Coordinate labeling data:
BEGIN
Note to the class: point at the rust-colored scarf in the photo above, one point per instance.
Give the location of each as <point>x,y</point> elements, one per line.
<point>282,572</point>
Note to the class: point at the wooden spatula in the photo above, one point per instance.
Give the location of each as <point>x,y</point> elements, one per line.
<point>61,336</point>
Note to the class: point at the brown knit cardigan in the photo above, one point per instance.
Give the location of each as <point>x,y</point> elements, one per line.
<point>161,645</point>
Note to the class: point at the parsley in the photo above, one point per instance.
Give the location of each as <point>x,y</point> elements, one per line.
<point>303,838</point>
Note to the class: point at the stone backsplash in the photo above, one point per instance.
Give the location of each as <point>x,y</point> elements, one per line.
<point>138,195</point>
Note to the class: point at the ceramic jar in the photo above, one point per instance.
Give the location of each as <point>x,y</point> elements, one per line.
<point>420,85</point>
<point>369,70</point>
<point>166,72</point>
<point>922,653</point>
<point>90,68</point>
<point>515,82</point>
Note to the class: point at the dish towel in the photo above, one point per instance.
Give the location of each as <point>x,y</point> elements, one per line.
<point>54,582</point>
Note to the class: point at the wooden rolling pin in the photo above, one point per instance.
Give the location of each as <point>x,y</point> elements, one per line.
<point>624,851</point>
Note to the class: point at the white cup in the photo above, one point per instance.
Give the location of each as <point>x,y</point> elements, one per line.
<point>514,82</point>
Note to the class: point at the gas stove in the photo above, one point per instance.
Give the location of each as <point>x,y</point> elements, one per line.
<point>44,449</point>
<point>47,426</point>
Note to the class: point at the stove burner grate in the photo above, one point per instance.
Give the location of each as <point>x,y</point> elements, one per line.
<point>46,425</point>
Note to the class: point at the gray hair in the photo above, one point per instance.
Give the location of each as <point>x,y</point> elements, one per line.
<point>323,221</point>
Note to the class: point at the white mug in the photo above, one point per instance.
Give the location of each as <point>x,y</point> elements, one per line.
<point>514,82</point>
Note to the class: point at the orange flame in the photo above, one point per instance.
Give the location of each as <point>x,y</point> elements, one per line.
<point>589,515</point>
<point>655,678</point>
END
Directive:
Transcribe every entry word for word.

Solution to this problem:
Note to the class: point at the rust-colored scarf in the photo above, one point per instance.
Give the location of each as <point>x,y</point> elements, one per line.
<point>282,572</point>
Note to the class: point at the wooden spatula in the photo above, one point per instance.
Give the location of each as <point>x,y</point> elements, one per line.
<point>61,336</point>
Note to the class: point at the brown knit cardigan in the photo above, one point per instance.
Give the location of each as <point>x,y</point> elements, one per line.
<point>161,645</point>
Note to the class: point at the parsley in the photo above, one point per instance.
Give the location of each as <point>x,y</point> elements, one per line.
<point>303,838</point>
Note to the class: point at the stone backsplash in the photo above, one point per instance.
Give the location of each as <point>x,y</point> elements, one per line.
<point>138,195</point>
Note to the class: point at the ceramic jar in the photo above, one point per instance.
Give the location of each as <point>x,y</point> elements, one per line.
<point>420,85</point>
<point>369,70</point>
<point>166,72</point>
<point>922,653</point>
<point>90,68</point>
<point>515,82</point>
Note to the class: point at the dish towel in the photo above, one point per instance.
Give the location of each as <point>x,y</point> elements, one per line.
<point>54,582</point>
Note to the class: point at the wooden rolling pin in the photo above, one point per instance.
Give the location of each as <point>x,y</point> elements, one per line.
<point>624,851</point>
Note to the class: point at the white cup in the photo above, one point per instance.
Give the location of each as <point>x,y</point> elements, one per line.
<point>514,82</point>
Note to the class: point at the gas stove in the photo above, one point per instance.
Give the location of each as <point>x,y</point> elements, one per line.
<point>44,449</point>
<point>47,426</point>
Note to the class: point at the stove burner grate in the photo above, one point per instance.
Give the location of each as <point>x,y</point> elements, one per line.
<point>46,425</point>
Note to the class: point at the gray hair in the photo above, one point per instance.
Give the location of each as <point>x,y</point> elements, one per line.
<point>323,221</point>
Note to the class: point at the white mug in the photo above, one point per instance.
Give the location of each as <point>x,y</point> elements, one per line.
<point>514,82</point>
Note to the class: point at the orange flame in the photo above, one point per instance.
Give the location of each as <point>x,y</point> elements, one per line.
<point>589,515</point>
<point>655,678</point>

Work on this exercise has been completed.